Такое же распоряжение отдал и Молотов во время своего посещения Волголага. Таким же беспощадным был и Маленков, инспектируя лагеря в Сухобезводном. Это была их принципиальная позиция: «Кто не с нами, тот должен пасть». И наивно было рассчитывать, что теперь они вдруг ни с того ни с сего поступятся таким своим принципом и вопреки ему проявят милость к жертвам диктатуры. Для них этот принцип был все равно, что для воров их закон. Нарушившего закон воры объявляли сукой, они — контриком, врагом народа; после чего и тот и другой нарушитель были обречены. Их уже на воровском толковище или пленуме ЦК слушать не станут. Впредь им защиты искать не у кого, разве что у товарища Макуниса (секретарь компартии Израиля), как это обидно шутил инженер Бомштейн, отмечая наше безвыходное положение. Мы морщились от такой шутки Бомштейна, однако, ободряемые мечтой о свободе, духом не падали. Наши оптимисты были убеждены, что если нам удавалось вправлять мозги ворам и принуждать их мирно сосуществовать с суками и нами, мужиками, то сумеем и просветлить разум наследникам великого хлебореза. И люди верили оптимистам, хотя и знали, что в противоборстве с этими наследниками горя доведется хлебнуть сверх возможного. Они произвольничали наглее воров, а иногда, как, например, в Норильске, и вовсе вели себя как беспредельщина. Качать с ними права требовалось немалое мужество и главное — единство каждого со всеми и всех с каждым, того нерушимого единства, которого, к сожалению, как это обнаружилось в ходе норильского восстания, мы не имели. Нас объединяло только общее горе да фанатичное стремление добиться восстановления справедливости и обрести свободу, но в остальном мы были людьми разными и даже в этом своем стремлении к желанной свободе вели себя по-разному.

#####

Задание ::
Продолжите текст о заключенных лагерей и норильском восстании, начав сразу после его последнего предложения. Приведенный далее перечень здесь не используется.

Записи контурной разметки ::
#####

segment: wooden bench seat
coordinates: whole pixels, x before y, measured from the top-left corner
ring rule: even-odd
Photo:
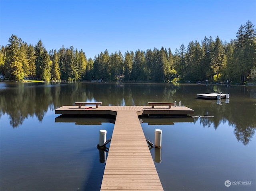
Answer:
[[[152,108],[154,108],[154,105],[167,105],[169,108],[170,108],[172,106],[174,106],[174,103],[172,102],[148,102],[148,103],[152,106]]]
[[[82,105],[96,105],[96,108],[98,108],[99,105],[102,104],[102,102],[75,102],[75,105],[78,105],[78,108],[81,108]]]

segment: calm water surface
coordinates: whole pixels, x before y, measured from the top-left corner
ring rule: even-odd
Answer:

#####

Ответ ::
Особенно шагали не в ногу те из нас, которым жизнь в лагере была более в тягость, чем другим, и они, бросив клич «Свобода или смерть!», призывали к самым решительным действиям. Кровь товарищей, пролитая московской комиссией в отделениях Горлага, их не отрезвила. Они и теперь здесь, в барже, утверждали, что свободы без жертв не добиться, а кто ради нее боится умереть, тот трус, тому свободы не видать. Они по-прежнему правыми считали только себя. И когда баржа миновала пороги, вновь подняли этот вопрос: «Кто прав?»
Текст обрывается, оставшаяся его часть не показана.